● DATA SUPPLIED
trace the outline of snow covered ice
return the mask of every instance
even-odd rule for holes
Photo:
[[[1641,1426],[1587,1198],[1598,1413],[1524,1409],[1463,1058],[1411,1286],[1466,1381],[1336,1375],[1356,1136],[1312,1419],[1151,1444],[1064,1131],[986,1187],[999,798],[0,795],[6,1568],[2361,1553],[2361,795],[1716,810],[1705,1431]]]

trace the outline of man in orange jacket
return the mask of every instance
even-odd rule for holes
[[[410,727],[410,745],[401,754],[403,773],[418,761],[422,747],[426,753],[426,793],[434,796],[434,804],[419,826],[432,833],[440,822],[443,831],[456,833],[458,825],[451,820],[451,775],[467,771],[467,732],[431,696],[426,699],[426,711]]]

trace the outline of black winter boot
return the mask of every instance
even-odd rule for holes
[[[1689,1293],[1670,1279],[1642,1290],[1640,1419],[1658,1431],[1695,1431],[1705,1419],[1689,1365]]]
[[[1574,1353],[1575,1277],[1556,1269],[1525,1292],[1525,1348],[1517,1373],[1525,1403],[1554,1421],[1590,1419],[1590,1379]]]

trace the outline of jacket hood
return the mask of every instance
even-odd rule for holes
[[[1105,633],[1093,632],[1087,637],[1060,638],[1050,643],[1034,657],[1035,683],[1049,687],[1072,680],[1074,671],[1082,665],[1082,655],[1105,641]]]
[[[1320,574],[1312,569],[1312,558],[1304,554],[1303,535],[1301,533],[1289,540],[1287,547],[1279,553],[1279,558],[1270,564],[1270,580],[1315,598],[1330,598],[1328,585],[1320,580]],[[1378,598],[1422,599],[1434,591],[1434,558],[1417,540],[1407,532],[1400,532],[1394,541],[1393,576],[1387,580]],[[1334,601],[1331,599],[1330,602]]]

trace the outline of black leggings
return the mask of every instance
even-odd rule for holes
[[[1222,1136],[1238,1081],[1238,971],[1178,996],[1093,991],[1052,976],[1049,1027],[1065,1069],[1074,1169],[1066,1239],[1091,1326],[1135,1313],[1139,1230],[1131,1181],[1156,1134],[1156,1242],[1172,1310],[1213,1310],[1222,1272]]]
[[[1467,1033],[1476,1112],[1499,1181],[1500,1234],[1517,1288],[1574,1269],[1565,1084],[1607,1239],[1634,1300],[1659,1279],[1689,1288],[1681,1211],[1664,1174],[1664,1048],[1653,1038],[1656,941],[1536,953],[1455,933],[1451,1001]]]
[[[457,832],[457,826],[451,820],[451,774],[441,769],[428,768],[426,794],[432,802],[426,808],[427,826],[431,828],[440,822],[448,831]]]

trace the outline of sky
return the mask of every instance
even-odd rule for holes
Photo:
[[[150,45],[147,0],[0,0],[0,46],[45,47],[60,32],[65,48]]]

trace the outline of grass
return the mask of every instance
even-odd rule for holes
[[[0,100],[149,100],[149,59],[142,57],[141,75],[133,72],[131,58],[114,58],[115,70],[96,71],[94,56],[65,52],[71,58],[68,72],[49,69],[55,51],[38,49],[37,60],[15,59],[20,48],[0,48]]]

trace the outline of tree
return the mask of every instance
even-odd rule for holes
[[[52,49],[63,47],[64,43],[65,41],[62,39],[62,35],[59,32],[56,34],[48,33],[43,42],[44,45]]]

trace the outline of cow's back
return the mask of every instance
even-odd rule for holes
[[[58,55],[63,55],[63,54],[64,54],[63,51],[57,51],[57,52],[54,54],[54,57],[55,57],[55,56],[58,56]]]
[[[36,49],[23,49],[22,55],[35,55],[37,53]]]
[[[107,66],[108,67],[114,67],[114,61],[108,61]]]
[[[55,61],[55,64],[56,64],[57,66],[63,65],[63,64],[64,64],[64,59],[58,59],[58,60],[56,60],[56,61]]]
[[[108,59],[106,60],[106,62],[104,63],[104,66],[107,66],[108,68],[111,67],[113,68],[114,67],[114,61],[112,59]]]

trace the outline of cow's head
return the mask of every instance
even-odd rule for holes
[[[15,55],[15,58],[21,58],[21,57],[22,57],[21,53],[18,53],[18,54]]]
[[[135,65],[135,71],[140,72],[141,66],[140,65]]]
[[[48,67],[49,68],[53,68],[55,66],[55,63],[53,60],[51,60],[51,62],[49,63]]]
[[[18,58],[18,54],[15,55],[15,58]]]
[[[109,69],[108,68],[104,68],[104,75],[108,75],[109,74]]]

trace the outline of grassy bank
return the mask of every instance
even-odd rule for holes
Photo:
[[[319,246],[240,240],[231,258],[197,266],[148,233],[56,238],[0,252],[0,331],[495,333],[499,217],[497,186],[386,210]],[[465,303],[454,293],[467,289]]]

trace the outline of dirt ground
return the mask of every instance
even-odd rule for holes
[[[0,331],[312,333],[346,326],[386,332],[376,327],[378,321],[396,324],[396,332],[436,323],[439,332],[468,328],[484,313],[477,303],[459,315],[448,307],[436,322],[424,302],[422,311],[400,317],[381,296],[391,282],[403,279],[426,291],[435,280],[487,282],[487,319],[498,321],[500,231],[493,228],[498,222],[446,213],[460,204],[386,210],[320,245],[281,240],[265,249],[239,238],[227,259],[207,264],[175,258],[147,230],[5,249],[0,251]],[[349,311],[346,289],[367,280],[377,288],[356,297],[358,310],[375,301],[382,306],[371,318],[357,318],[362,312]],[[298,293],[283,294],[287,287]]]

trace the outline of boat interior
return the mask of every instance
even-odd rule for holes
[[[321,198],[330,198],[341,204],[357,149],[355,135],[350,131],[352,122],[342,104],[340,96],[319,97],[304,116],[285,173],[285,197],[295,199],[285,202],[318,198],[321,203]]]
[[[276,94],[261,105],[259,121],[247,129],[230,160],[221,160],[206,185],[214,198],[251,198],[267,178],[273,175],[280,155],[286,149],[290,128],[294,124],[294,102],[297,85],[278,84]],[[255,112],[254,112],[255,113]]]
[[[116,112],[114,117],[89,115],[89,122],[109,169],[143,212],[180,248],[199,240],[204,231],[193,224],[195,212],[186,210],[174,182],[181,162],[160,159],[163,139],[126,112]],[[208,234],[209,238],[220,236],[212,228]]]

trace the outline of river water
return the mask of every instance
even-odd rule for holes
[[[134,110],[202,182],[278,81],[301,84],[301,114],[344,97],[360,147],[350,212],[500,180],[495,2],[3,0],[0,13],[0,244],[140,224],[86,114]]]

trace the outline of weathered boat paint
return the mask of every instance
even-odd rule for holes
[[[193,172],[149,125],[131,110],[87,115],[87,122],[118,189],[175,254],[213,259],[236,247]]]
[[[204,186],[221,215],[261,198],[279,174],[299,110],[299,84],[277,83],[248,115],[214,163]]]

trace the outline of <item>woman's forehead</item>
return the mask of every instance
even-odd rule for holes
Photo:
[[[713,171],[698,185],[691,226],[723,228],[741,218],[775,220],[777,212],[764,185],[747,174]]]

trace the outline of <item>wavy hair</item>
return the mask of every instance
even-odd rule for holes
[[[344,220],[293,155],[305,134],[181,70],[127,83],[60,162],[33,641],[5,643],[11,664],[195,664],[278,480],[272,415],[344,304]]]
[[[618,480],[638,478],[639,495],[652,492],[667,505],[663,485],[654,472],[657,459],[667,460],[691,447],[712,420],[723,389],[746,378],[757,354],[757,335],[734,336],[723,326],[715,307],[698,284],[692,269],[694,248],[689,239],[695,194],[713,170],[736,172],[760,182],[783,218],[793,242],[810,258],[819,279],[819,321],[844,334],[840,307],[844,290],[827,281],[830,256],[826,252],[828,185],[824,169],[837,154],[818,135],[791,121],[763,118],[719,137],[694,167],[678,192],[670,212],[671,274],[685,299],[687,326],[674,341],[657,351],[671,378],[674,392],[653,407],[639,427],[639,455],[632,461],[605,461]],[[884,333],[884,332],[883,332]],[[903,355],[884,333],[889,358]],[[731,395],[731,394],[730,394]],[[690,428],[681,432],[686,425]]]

● EXERCISE BRIEF
For every line in the data above that has the string "boat", return that line.

● SOLUTION FOR THIS PROBLEM
trace the outline of boat interior
trace the outline of weathered boat paint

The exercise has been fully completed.